Prompt: When you come to a picture, pass over it, and set down the entries below exactly.

(Exercise inputs begins)

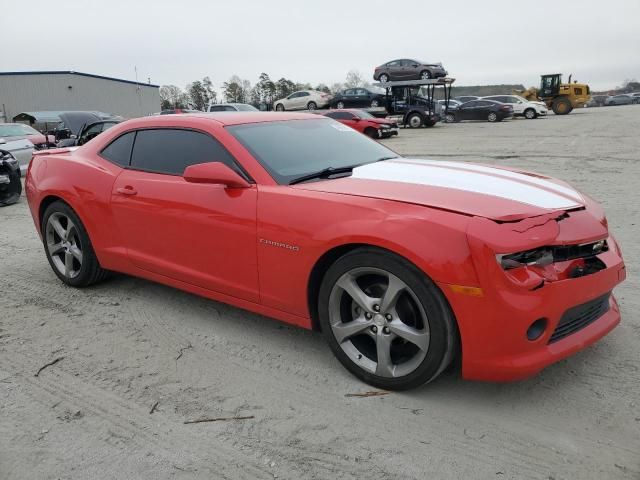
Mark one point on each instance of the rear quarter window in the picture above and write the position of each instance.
(119, 150)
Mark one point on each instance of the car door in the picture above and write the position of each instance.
(200, 234)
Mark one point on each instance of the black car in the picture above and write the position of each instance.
(408, 69)
(488, 110)
(359, 98)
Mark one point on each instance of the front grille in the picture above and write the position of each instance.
(576, 318)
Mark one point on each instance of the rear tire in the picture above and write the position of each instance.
(561, 106)
(399, 341)
(68, 247)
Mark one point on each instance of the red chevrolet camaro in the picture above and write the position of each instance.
(403, 264)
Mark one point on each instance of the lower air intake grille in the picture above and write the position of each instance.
(580, 316)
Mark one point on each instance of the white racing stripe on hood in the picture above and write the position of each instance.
(473, 178)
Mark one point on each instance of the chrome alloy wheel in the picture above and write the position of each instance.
(379, 322)
(63, 245)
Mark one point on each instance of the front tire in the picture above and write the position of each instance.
(385, 320)
(68, 247)
(561, 106)
(414, 120)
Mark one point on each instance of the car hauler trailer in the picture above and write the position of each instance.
(413, 100)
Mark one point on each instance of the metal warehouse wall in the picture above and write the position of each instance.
(28, 93)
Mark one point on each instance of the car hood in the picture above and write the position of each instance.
(470, 189)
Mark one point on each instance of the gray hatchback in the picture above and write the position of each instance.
(407, 69)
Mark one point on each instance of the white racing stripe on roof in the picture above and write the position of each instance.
(569, 192)
(487, 181)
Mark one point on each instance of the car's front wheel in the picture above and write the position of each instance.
(68, 247)
(385, 321)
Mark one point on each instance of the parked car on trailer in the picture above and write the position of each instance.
(361, 97)
(303, 100)
(20, 131)
(407, 69)
(364, 122)
(231, 107)
(465, 98)
(488, 110)
(403, 264)
(622, 99)
(521, 107)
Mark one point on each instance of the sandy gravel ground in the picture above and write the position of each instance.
(128, 344)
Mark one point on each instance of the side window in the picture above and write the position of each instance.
(170, 151)
(119, 151)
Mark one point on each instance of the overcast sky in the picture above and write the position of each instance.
(174, 42)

(Exercise inputs ends)

Reply:
Mark one point on each instance of the rear quarter window in the picture above and write the position of each instance.
(119, 150)
Mark one point on each instance of the car door in the picture above and write the position of each instance.
(200, 234)
Mark one point on each instance of the black car in the picture above and write the position of each instance.
(408, 69)
(488, 110)
(359, 98)
Mark one point on each instance of the front grille in the picture above and write the position of each instance.
(576, 318)
Mark one point on each instance of the rear tire in the picture above and write the position of each instance.
(561, 106)
(399, 341)
(68, 247)
Mark one point on each instance of the red chevrolet camaro in the picture above and write the position of each instance.
(403, 264)
Mark one point on each instance of the lower air intake grille in the picture above and write the position of each instance.
(580, 316)
Mark one point on each instance of the white racing stripe on hood in the picture above and write the position of each instance.
(473, 178)
Mark one point on each instance of the chrome alloy wheel in the picture above and write the position of each instance.
(379, 322)
(63, 245)
Mark one point on each instance of the front tire in the picture above and write the position of each instance.
(385, 320)
(68, 247)
(561, 106)
(414, 120)
Mark one point on each instance of the car hauler trailer in the picture above and write the position of each instance.
(413, 100)
Mark one point on each instance of the metal warehouse wall in the picture above and write the position of each instance.
(28, 93)
Mark one point on each instance of the car hood in the picture above and write the position of each instance.
(470, 189)
Mark one point on each instance of the gray hatchback in the picture above and write the position of each instance.
(407, 69)
Mark one point on each instance of the white racing stripe on roof in the picture above and write the position of each instance.
(569, 192)
(487, 181)
Mark one point on each instance of the car's front wheel in the picture above and write the position of each instance.
(68, 247)
(385, 321)
Mark one point on each instance of the parked car on trailer in the picture above and write the position of each instance.
(361, 97)
(303, 100)
(20, 131)
(407, 69)
(364, 122)
(231, 107)
(465, 98)
(488, 110)
(403, 264)
(622, 99)
(521, 107)
Mark one point on each instance of the sandy gravel ground in the picture above and write the position of each instance.
(128, 344)
Mark one point on each instance of the side window in the picture above and write the position of each instance.
(170, 151)
(119, 151)
Mark one point on each instance of the overcast sky in the picture above and write the position of each instance.
(174, 42)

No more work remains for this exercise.